TEXTO DEL DOCUMENTO:

En mi época
era una costumbre poner al primer hijo varón el nombre del padre y a la primera
hija el nombre de la madre. En su defecto, se tiraba de santoral, y si uno
tenía suerte, podía tener un nombre acorde a su aspiración de no sonrojarse al
ser nombrado.
En mi
caso, me iba a llamar Tomás, pues nací con el antiguo santoral un siete de
marzo, festividad entonces de Santo Tomás. Como mandaba la primera opción, me
llamo Ernesto por mi padre. Pero a alguien se le ocurrió la brillante idea de
adosarme un nombre al lado aprovechando la festividad del Angel de la guarda,
por aquellas fechas el 1 de Marzo. Digo brillante idea, porque me suena mejor
Ernesto Angel que un supuesto Ernesto Tomás. No obstante hay compuestas que no
cuadran. Suena muy bien si dicen Gin-tonic, Gin-Kas, Calimocho, pero… eso de Ernesto Angel… y, peor todavía, Ernesto Tomás…
Con el
tiempo, como si se tratara de la teoría de la evolución, el Angel lo fui
perdiendo. Recuerdo una anécdota con una médica que me llamaba continuamente
Ernesto-Angel. Enseguida yo replicaba diciéndole que me llamara Ernesto, que
Angel no me gustaba, a lo que ella me contestaba: “Pues yo me llamo Maria de
los Angeles”. Lapsus que todavía recuerdo
Una vez
conseguido que la gente se adaptara a mi nombre empecé a sentirme bien. Al
principio siempre uno envidiaba a los que se llamaban Pepito, Javi o Carlos por
poner un ejemplo. Cuando me llamaban en voz alta, todos miraban para mí. Odiaba el momento de pasar lista. Era un
nombre poco común y no aceptaba que todas las miradas se clavaran en mí.
Con la
obra de Oscar Wilde “la importancia de llamarse Ernesto” se nos empezó a hacer
justicia. Fue un punto de inflexión y con el Ché Guevara, Ernesto Sábato etc…
acabamos colando nuestro nombre poco a poco en la sociedad. Hoy me enorgullece
llamarme así.
Y para los
posibles lectores de este blog, decir que, Oscar Wilde no me dio ninguna
importancia y os permito dirigíos a mí poniendo mi nombre con minúsculas.

LISTADO DE DATOS:
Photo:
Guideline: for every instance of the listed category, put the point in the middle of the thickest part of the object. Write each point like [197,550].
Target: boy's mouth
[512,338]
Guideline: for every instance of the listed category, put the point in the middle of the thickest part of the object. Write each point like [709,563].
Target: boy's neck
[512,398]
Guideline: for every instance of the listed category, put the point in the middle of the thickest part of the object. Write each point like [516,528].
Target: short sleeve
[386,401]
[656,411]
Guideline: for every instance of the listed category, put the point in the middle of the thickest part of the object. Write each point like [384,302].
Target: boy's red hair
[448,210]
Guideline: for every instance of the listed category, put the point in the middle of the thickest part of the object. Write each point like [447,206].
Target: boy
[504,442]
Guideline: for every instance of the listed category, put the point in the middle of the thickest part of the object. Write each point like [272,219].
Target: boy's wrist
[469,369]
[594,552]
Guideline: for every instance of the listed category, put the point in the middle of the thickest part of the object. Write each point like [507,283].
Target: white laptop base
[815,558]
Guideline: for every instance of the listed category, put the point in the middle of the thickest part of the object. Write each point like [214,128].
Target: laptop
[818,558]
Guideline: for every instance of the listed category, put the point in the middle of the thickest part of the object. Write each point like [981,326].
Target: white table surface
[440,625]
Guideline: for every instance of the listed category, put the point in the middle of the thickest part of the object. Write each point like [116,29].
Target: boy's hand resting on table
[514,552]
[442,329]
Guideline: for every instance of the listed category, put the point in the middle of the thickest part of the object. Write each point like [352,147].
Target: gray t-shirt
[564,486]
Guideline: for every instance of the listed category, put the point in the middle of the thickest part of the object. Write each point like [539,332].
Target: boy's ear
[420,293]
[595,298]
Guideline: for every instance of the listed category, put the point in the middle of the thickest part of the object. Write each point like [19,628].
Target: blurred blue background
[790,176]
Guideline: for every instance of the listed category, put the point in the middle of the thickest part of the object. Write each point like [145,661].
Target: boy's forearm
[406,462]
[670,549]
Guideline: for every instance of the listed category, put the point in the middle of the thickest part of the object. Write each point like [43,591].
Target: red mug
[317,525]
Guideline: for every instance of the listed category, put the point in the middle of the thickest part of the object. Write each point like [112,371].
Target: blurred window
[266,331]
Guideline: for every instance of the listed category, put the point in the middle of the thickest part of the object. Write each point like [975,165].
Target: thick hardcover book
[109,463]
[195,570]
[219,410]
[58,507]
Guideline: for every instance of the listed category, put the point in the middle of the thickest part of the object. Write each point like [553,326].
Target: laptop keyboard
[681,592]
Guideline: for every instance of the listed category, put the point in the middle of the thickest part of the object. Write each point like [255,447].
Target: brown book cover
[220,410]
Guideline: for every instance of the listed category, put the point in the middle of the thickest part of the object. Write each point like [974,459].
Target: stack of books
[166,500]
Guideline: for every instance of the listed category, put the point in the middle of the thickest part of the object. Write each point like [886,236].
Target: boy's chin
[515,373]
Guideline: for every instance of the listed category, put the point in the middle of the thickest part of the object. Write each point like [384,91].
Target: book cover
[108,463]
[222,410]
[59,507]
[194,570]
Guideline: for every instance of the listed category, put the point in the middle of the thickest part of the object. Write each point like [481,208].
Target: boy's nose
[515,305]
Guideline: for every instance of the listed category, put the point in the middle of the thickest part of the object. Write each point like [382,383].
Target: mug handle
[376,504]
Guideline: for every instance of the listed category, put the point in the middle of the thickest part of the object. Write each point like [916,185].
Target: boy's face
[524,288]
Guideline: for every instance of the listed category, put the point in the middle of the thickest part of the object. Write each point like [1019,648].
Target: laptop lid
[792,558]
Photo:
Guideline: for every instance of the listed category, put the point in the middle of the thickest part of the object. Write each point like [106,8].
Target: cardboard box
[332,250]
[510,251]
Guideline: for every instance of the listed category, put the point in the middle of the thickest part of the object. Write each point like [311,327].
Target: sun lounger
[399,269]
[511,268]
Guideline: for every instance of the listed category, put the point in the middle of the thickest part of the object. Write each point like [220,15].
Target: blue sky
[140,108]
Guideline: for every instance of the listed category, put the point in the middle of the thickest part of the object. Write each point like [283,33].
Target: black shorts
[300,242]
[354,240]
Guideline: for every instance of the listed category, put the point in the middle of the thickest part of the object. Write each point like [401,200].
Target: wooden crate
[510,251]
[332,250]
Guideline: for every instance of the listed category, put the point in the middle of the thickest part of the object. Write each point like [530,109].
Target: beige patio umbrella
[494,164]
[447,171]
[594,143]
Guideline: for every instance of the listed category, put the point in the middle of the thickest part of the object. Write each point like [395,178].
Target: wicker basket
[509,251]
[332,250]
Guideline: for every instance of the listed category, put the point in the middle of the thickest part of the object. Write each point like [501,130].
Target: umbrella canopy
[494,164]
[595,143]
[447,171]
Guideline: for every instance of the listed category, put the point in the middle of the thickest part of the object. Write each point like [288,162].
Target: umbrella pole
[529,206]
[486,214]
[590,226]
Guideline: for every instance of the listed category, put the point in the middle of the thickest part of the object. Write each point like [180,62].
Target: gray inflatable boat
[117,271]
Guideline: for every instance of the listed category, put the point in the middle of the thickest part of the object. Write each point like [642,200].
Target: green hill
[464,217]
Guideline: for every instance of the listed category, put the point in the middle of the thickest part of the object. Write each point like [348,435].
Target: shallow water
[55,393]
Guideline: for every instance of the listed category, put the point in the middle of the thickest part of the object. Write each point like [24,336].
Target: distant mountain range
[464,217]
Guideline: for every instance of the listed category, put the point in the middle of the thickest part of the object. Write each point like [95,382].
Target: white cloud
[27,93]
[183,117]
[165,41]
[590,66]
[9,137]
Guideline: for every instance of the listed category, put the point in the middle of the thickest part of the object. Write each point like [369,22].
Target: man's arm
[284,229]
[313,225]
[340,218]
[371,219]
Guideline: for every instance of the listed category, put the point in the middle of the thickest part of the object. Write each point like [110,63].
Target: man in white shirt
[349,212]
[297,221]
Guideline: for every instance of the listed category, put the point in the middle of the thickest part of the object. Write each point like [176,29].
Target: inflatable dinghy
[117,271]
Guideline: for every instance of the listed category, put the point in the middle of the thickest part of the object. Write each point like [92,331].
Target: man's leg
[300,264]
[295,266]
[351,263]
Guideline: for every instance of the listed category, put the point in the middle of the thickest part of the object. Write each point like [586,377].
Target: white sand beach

TAREAS POR HACER:
[1] Responde a estas preguntas sobre el texto acerca del nombre Ernesto:
(a) ¿Qué nombre iba a llevar quien narra según el antiguo santoral?
(b) ¿Cómo dijo llamarse la médica?
(c) ¿Qué obra de Oscar Wilde se menciona?
[2] Devuelve sin cambios el fragmento del texto acerca del nombre Ernesto entre "En mi época" y "ser nombrado.", ambos incluidos.

RESPUESTAS EN ORDEN:
[1]
(a) Tomás.
(b) Maria de los Angeles.
(c) "la importancia de llamarse Ernesto".

[2]
En mi época
era una costumbre poner al primer hijo varón el nombre del padre y a la primera
hija el nombre de la madre. En su defecto, se tiraba de santoral, y si uno
tenía suerte, podía tener un nombre acorde a su aspiración de no sonrojarse al
ser nombrado.